• _Material for this exercise_:
'''
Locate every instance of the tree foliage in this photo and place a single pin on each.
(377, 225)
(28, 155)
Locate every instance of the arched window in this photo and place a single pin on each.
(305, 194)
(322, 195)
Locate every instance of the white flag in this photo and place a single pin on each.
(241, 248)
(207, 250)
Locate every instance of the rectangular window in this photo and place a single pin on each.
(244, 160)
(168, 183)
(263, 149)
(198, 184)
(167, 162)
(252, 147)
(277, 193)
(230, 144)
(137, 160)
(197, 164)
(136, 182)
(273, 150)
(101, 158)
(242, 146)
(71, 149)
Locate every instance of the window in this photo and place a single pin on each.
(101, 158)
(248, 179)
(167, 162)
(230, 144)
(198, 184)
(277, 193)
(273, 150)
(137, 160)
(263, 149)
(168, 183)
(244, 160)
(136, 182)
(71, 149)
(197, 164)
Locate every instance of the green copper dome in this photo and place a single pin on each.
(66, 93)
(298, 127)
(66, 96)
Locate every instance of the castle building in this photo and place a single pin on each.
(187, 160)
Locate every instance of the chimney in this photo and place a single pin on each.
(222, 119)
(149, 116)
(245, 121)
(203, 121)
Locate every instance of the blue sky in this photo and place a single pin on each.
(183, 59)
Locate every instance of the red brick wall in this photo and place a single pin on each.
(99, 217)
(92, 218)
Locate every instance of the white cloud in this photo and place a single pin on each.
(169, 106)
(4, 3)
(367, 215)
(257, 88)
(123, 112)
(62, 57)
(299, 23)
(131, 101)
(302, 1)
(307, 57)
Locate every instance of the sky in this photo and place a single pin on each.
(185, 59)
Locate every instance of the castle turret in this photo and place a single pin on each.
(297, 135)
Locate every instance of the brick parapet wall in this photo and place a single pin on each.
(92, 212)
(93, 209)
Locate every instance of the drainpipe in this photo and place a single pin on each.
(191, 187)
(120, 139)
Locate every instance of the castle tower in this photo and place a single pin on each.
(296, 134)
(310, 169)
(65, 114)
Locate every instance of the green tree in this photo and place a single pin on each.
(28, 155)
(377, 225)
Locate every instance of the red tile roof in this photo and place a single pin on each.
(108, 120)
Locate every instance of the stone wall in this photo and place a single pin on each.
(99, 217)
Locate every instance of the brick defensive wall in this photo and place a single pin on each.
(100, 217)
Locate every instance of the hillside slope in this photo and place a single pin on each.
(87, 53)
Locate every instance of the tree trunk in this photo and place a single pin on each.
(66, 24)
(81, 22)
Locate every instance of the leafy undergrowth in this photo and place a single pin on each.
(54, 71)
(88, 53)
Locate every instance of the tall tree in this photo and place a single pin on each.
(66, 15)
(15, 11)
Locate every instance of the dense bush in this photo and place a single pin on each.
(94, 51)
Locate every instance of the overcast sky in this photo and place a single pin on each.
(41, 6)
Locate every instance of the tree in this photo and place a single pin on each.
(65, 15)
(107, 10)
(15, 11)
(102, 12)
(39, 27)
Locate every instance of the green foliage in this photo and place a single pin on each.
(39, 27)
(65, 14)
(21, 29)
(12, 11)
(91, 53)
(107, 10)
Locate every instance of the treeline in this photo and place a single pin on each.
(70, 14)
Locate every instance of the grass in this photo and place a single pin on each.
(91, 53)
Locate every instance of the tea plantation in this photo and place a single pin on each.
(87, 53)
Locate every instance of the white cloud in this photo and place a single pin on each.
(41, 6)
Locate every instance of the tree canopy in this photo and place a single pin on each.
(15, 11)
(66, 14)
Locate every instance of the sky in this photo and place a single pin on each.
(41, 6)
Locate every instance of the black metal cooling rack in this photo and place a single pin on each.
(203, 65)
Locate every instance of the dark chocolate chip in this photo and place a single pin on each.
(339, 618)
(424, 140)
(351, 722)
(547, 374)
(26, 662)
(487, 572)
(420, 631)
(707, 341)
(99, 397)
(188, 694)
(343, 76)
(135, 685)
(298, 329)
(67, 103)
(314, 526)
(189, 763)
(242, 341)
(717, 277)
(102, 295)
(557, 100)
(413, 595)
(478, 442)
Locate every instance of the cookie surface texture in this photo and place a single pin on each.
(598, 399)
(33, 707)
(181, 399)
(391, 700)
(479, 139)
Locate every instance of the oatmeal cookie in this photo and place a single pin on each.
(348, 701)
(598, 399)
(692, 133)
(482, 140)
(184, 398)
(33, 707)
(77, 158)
'''
• _Problem to work on_:
Copy exactly. The range runs from the line containing "Locate every instance of the oatmeal" through the last line of the data.

• _Output of the task_:
Locate every instance of the oatmeal cookie in this photo and place a single pin on each.
(348, 701)
(598, 399)
(692, 133)
(482, 140)
(184, 398)
(33, 707)
(77, 158)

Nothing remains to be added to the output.